## START

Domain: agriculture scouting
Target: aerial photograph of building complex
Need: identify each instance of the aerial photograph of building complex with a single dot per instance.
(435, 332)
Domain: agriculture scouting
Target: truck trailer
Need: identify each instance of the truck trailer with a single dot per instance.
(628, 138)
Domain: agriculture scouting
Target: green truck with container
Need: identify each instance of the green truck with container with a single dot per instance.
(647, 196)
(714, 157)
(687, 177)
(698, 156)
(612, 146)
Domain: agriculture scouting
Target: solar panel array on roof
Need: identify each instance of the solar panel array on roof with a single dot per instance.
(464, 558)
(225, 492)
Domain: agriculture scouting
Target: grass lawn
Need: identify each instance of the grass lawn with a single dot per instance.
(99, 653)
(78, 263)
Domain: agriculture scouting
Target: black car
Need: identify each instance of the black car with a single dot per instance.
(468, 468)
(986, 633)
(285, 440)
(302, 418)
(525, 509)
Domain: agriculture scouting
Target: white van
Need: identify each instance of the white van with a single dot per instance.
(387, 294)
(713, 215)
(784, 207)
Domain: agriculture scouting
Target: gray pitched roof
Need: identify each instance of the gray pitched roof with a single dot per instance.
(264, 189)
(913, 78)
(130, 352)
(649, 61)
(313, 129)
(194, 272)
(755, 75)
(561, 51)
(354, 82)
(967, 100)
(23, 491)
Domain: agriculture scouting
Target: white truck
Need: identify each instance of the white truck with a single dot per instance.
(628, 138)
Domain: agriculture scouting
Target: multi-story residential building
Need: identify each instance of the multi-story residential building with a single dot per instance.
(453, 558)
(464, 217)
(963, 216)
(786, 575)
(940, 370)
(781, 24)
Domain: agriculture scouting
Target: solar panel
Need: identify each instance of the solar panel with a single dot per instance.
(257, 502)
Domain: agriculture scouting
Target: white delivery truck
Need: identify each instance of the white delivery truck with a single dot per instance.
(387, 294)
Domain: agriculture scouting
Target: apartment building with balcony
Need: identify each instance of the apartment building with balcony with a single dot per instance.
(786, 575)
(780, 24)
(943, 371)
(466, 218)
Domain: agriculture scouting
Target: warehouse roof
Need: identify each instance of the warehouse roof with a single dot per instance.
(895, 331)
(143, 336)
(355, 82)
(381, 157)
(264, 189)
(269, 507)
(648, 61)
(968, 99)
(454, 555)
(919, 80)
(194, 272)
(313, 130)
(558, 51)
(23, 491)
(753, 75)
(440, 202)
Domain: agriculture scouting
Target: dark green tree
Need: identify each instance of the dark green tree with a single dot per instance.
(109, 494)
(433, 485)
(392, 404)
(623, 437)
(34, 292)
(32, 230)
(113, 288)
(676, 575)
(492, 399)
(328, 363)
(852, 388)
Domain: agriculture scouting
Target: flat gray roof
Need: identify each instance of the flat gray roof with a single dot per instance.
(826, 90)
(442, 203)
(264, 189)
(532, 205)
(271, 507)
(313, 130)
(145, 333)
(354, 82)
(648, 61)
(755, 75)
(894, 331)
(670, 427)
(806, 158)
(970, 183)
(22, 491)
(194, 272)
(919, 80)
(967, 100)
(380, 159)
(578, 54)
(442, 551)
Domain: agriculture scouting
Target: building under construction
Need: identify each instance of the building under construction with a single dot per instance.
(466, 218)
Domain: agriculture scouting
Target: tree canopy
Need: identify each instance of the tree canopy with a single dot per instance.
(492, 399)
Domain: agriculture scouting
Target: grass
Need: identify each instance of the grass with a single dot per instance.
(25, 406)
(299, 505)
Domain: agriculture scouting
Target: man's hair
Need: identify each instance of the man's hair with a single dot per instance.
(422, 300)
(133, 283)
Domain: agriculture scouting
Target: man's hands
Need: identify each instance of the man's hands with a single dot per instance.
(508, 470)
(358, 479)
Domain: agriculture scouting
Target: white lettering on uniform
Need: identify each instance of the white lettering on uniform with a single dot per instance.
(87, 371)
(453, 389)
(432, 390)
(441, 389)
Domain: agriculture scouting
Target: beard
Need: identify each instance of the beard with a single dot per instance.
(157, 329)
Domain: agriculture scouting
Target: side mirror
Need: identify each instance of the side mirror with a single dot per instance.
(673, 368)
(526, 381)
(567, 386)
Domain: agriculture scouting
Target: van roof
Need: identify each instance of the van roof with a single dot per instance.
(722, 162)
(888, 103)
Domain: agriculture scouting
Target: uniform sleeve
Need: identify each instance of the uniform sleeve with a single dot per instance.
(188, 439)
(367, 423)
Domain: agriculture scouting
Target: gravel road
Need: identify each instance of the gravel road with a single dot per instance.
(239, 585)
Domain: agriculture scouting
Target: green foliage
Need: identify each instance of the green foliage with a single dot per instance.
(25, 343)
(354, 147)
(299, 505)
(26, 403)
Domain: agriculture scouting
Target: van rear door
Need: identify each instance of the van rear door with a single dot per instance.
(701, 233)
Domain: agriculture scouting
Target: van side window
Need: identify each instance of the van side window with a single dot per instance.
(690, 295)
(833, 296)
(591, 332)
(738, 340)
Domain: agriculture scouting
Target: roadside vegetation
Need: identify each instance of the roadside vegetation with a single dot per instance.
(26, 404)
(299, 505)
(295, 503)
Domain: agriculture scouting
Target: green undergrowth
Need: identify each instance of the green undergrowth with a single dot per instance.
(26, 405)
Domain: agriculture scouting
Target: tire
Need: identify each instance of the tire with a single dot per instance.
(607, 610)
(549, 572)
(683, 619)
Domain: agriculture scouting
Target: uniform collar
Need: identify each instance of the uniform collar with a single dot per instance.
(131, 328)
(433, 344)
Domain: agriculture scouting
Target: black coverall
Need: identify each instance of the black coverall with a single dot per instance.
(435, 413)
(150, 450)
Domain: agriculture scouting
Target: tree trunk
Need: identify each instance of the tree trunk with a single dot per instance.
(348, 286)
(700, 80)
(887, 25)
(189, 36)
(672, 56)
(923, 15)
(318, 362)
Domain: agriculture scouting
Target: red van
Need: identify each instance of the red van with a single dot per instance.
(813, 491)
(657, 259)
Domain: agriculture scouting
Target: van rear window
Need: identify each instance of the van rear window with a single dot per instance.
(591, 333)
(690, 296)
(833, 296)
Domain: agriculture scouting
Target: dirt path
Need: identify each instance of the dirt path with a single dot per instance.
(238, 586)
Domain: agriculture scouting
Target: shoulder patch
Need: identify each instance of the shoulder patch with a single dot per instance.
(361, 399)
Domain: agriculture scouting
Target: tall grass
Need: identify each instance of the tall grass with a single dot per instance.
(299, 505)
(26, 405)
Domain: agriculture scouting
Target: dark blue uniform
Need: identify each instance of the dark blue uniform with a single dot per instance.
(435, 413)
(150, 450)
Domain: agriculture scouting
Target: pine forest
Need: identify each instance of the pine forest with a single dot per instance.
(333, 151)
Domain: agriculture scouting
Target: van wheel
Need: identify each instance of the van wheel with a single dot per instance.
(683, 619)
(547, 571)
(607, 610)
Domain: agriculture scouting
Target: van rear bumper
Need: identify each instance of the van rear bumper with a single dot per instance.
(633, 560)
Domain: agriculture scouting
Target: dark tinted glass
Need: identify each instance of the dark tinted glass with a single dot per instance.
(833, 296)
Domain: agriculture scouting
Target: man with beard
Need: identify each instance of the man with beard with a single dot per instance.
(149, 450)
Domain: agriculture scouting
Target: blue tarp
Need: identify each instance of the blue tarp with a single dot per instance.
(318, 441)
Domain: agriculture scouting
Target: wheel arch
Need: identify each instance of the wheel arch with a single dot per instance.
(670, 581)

## END

| Task to carry out |
How many lines in the entries above contain the word "hands"? Reply with the number alone.

| Task result |
2